* [Text excerpt]

Content starts

Monday, June 21, 2010

A thought about research on mental illness

Homeostasis is the property of systems, especially applied to biological systems, that regulates the internal environment in order to maintain stable, constant conditions. It has been suggested that the nervous system, faced with psychotropic drugs, will invoke homeostatic mechanisms that return the action of the nervous system to its pre-drugged condition. You can see that such a mechanism would be useful if for example a person with a normal brain were to accidentally ingest a substance which included a component that affected perception or brain functioning. It has been suggested that medication of people exhibiting symptoms of mental illness might trigger such homeostatic mechanisms that would over time return the brain to its pre-medicated conditions of mental illness.

The "gold standard" for assessing the safety and efficacy of a new drug is the randomized, double blind case control study. These studies are expensive and are time limited. It has been suggested that such a study of continuing medication with a psychotropic drug might show results that would, were the study continued long enough disappear due to the homeostatic systems of the nervous system. However, if the homeostatic mechanism were to require some years to function, most case-control studies would miss the effect due to early termination. Thus drugs might be approved on the basis of short term effects that would not be useful for long term use, and indeed might be counterproductive.

What do you suppose the medical profession would do if, after some years of use, such drugs were challenged? The practitioners would have experienced the short term efficacy with their patients, who would leave care or would be seen to have relapses. It seems to me that the common perception would be that the drugs were efficacious. Moreover, the group-think of the clinical community would tend to respond negatively to what it might perceive as a challenge to its common knowledge and general practice. The response of the drug companies profiting from the sale of the drugs and faced with possible liability were it proven to be of limited use or indeed capable of worsening the presenting condition can easily be imagined.

One public protection against such situations would be good medical records and systems for tracking the long term success of patients with chronic conditions receiving long term drug treatment.

Content ends

* [Information supplied]

Content starts

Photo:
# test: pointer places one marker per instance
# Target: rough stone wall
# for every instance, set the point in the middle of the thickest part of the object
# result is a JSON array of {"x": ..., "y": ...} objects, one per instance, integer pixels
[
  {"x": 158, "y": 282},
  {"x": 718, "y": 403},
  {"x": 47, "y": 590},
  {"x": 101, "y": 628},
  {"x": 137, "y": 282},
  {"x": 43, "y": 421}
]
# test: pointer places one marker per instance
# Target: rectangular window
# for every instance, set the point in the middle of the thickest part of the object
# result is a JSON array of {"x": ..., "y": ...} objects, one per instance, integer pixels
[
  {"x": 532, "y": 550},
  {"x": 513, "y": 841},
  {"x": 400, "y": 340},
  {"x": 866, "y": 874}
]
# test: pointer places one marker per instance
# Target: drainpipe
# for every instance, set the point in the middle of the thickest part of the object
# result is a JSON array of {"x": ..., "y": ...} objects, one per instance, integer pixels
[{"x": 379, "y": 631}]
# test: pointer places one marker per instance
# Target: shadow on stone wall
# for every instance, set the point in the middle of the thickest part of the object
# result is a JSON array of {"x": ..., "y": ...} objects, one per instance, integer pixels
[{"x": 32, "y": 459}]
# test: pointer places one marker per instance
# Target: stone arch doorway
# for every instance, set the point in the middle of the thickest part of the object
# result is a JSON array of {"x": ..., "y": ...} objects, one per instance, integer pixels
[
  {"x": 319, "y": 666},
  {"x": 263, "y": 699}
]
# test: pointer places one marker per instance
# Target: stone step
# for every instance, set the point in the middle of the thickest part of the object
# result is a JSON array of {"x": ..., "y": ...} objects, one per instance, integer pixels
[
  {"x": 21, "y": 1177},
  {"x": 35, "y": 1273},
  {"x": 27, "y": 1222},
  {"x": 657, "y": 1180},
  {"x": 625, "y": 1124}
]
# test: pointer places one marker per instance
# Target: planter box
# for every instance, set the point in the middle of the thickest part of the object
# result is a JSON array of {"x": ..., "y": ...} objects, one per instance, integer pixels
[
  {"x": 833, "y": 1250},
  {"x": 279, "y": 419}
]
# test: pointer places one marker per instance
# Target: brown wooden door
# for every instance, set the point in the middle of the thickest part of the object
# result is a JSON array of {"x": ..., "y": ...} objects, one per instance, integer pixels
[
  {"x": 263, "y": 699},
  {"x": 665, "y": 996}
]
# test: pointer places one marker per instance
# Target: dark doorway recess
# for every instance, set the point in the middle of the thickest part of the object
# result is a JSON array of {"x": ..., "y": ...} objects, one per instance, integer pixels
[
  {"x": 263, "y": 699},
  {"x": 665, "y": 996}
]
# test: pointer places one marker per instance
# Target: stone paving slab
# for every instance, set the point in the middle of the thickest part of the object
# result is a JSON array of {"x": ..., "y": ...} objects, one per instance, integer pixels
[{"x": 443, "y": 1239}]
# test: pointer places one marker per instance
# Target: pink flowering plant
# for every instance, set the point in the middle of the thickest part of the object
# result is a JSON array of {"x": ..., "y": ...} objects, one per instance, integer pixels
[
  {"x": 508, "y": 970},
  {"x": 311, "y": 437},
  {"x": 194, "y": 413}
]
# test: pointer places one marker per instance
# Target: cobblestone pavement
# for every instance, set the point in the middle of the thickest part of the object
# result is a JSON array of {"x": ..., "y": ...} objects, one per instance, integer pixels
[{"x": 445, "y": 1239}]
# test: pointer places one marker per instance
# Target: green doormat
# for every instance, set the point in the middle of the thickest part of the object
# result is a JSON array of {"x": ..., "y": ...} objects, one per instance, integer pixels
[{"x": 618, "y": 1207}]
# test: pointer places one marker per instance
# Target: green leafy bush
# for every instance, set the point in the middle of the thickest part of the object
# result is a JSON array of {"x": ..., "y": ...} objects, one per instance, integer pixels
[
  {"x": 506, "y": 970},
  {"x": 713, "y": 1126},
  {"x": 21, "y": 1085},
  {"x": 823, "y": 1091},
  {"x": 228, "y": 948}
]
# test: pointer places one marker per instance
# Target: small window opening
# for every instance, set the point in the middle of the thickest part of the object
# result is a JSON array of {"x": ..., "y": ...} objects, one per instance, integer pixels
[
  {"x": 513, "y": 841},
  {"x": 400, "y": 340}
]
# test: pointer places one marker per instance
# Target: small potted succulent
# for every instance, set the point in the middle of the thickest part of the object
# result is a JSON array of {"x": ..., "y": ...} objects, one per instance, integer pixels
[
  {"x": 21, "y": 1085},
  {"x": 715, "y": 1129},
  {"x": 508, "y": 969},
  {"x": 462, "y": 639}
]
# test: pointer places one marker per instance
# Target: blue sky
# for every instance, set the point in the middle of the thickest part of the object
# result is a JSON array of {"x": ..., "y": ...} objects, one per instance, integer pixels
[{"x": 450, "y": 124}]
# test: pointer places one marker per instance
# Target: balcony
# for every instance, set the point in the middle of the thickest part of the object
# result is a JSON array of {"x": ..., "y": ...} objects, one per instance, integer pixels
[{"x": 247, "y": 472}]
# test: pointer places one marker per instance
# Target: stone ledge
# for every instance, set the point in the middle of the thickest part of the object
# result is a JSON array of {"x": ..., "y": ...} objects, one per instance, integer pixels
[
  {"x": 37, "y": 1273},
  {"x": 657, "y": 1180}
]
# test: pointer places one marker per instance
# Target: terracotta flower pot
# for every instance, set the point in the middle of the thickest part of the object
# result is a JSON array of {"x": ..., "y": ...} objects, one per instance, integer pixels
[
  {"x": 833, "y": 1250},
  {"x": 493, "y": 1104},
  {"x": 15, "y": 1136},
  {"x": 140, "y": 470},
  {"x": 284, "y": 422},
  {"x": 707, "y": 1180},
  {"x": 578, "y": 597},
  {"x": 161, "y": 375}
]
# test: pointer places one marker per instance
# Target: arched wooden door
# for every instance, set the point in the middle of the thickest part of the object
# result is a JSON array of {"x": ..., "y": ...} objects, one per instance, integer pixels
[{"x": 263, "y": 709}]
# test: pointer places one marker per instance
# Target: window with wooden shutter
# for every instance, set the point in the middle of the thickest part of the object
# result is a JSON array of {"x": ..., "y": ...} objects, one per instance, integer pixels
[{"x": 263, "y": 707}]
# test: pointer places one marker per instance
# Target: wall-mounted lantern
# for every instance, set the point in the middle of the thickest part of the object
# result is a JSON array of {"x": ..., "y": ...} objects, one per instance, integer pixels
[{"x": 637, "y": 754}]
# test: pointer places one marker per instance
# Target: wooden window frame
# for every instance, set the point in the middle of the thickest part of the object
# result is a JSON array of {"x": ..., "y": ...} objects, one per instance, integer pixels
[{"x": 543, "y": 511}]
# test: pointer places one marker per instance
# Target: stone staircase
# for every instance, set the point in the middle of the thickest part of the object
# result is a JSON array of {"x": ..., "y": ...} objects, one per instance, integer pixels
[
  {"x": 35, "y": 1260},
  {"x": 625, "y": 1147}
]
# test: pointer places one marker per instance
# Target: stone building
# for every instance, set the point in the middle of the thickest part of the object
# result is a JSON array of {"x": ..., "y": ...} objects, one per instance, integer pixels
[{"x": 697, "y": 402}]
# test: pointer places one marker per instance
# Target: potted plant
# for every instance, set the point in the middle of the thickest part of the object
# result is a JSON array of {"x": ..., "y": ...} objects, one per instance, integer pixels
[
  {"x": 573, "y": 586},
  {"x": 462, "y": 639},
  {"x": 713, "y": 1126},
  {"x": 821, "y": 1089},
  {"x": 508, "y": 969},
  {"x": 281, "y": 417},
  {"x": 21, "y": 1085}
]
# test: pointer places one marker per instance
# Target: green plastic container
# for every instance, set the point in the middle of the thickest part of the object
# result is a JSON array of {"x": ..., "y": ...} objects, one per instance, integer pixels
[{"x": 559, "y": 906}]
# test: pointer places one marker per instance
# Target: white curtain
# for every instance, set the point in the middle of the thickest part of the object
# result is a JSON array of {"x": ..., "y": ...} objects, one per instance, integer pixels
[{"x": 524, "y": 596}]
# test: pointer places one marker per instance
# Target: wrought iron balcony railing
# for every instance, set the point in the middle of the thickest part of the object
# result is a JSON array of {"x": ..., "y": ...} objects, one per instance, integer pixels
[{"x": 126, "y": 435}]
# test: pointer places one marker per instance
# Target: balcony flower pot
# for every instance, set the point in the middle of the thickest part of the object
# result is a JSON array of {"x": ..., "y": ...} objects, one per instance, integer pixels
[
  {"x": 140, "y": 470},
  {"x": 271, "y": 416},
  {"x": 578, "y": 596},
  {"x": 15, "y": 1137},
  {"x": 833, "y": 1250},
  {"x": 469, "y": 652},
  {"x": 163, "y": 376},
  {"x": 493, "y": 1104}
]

Content ends
Content starts

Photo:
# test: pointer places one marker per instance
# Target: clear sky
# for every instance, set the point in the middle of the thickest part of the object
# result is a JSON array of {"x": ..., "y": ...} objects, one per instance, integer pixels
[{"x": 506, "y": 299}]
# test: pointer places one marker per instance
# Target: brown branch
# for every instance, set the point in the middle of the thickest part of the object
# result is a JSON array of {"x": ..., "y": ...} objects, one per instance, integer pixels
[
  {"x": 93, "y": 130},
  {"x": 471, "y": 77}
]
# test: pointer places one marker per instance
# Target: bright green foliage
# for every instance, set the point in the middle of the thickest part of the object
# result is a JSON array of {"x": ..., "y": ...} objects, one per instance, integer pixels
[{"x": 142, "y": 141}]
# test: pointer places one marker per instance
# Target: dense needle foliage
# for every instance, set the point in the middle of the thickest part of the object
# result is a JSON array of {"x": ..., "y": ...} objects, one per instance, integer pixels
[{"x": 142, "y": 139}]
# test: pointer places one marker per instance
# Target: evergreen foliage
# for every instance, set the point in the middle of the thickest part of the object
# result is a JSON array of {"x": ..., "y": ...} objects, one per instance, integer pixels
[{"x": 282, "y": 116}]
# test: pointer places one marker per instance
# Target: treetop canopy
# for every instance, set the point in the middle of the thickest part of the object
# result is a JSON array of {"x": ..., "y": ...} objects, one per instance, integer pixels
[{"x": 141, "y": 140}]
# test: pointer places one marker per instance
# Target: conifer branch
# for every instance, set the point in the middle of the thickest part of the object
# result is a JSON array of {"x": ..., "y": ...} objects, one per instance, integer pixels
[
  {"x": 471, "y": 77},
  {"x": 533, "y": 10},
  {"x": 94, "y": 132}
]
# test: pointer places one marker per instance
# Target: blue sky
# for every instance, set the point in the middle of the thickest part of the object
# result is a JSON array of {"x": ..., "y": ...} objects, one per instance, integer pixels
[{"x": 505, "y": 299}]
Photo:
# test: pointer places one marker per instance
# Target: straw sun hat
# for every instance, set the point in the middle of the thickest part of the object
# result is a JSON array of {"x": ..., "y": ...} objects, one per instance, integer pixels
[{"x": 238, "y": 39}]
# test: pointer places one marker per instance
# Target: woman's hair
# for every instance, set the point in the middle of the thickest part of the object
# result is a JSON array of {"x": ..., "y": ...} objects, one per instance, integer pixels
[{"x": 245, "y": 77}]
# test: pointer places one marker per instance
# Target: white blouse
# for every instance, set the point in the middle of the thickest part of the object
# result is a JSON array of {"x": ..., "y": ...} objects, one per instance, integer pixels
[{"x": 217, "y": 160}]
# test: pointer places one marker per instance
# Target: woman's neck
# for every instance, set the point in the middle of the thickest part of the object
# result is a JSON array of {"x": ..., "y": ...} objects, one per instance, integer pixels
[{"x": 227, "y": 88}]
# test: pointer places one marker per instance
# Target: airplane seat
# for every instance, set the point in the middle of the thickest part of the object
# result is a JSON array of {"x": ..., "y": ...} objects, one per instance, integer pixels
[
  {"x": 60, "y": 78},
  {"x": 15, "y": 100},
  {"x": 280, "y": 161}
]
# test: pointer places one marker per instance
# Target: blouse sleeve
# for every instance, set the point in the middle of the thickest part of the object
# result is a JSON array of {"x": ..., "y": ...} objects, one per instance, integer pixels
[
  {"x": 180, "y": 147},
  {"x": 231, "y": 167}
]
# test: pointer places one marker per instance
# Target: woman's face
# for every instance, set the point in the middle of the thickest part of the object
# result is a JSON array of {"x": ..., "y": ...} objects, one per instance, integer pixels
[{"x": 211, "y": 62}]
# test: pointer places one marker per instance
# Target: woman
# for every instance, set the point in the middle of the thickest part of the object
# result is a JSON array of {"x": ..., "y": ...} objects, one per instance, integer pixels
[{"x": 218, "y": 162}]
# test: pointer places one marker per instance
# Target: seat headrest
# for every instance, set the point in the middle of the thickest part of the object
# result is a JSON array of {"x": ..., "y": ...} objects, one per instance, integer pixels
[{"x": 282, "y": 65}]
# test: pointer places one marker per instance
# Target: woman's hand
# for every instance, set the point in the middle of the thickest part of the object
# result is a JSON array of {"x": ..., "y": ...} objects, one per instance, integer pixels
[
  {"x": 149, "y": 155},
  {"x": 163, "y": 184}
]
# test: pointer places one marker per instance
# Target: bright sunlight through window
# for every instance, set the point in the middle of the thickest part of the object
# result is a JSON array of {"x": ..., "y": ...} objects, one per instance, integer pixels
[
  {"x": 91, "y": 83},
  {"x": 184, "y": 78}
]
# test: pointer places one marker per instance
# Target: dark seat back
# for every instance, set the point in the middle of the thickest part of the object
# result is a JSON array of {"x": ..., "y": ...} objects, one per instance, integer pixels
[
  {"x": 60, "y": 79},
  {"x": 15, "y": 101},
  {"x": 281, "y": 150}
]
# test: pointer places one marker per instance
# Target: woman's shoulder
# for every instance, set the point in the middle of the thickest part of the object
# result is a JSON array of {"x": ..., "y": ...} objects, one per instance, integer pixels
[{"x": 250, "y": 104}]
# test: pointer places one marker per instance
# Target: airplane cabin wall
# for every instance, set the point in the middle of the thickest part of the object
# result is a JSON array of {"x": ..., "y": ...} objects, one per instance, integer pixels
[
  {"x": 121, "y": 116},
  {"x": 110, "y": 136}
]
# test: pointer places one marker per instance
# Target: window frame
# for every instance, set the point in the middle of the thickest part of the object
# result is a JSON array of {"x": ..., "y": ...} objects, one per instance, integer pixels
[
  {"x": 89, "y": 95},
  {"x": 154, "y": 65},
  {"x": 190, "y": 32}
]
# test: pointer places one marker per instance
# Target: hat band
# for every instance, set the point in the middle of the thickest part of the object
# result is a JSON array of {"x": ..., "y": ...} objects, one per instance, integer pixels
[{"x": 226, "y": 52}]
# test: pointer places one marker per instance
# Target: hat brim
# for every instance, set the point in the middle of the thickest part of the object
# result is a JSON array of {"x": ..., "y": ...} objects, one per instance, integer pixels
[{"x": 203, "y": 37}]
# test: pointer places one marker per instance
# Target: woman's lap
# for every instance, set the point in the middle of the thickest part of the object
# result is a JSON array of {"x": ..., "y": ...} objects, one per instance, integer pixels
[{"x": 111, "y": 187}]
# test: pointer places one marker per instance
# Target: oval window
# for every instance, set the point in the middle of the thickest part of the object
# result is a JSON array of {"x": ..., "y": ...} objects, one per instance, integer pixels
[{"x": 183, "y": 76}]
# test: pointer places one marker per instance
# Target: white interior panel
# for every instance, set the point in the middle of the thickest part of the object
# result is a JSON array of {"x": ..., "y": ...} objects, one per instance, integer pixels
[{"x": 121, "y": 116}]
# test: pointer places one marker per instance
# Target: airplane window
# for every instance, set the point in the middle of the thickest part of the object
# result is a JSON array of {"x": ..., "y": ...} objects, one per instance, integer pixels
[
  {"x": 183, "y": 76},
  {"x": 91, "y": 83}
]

Content ends
Content starts

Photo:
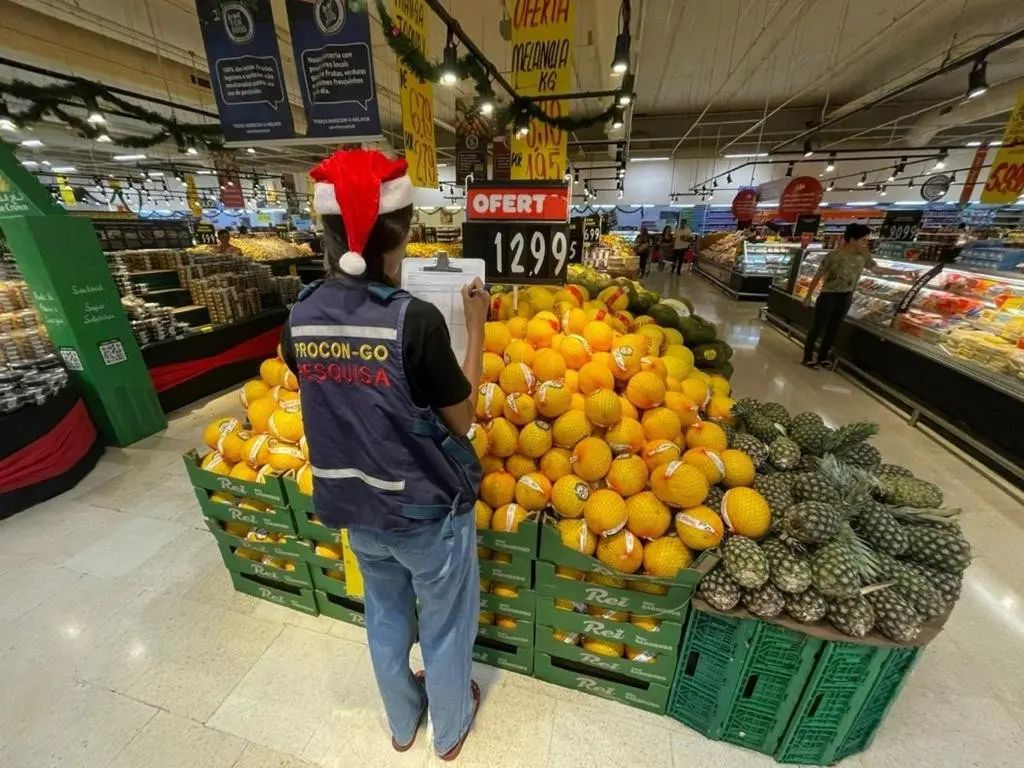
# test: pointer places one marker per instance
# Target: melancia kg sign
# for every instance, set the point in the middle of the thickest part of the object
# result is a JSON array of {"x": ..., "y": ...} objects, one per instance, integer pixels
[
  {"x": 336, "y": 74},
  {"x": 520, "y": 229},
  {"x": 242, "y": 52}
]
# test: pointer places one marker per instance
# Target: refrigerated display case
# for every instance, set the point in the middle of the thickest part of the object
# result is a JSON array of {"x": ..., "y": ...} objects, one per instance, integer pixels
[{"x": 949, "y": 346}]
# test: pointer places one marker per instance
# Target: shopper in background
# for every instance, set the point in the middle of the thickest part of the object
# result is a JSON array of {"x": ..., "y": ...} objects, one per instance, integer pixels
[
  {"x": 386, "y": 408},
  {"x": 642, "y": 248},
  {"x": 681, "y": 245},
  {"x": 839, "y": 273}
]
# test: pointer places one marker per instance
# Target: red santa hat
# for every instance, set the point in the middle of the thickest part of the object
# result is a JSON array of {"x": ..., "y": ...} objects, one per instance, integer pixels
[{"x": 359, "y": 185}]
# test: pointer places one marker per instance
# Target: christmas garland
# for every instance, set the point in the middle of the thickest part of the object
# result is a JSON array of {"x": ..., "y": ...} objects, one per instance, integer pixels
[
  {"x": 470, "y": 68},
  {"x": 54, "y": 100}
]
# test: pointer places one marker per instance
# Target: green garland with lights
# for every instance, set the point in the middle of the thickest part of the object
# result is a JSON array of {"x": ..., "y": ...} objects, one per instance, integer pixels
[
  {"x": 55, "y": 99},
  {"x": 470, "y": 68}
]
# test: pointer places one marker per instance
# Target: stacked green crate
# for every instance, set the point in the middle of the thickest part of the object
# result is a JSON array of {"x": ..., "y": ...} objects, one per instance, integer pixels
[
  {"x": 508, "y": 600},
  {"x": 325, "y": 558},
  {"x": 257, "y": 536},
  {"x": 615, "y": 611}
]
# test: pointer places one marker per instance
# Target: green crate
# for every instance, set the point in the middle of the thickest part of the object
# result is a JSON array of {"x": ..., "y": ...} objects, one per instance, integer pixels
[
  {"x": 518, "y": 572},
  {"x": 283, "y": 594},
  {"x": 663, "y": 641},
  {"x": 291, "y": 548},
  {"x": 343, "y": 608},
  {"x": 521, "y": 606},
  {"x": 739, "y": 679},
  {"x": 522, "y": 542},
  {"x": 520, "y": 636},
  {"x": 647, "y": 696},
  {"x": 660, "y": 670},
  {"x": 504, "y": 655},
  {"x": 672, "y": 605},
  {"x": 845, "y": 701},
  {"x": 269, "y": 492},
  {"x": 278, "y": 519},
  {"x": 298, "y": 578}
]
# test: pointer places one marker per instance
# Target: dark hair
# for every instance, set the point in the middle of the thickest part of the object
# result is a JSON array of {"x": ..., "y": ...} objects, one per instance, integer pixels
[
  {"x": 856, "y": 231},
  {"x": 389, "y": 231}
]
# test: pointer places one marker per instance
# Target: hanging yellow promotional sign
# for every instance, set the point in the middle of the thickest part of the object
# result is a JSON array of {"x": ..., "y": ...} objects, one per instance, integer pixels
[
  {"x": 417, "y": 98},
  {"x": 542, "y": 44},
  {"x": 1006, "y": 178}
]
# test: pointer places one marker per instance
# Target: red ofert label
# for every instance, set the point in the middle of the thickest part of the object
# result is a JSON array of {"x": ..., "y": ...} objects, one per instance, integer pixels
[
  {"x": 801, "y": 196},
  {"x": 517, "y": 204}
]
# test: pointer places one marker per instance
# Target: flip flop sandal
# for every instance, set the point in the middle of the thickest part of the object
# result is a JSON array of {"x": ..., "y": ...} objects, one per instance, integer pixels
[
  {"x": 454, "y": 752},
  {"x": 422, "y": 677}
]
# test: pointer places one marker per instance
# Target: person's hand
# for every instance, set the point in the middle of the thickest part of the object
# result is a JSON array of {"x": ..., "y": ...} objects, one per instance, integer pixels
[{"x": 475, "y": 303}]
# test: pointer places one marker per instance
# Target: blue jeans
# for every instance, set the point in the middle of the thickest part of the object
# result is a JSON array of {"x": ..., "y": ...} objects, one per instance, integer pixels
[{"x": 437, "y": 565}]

Content ends

* [Prompt] From the post about research on mental illness, copy word for word everything from "Homeostasis is the" down to "of mental illness.".

* [Result below]
Homeostasis is the property of systems, especially applied to biological systems, that regulates the internal environment in order to maintain stable, constant conditions. It has been suggested that the nervous system, faced with psychotropic drugs, will invoke homeostatic mechanisms that return the action of the nervous system to its pre-drugged condition. You can see that such a mechanism would be useful if for example a person with a normal brain were to accidentally ingest a substance which included a component that affected perception or brain functioning. It has been suggested that medication of people exhibiting symptoms of mental illness might trigger such homeostatic mechanisms that would over time return the brain to its pre-medicated conditions of mental illness.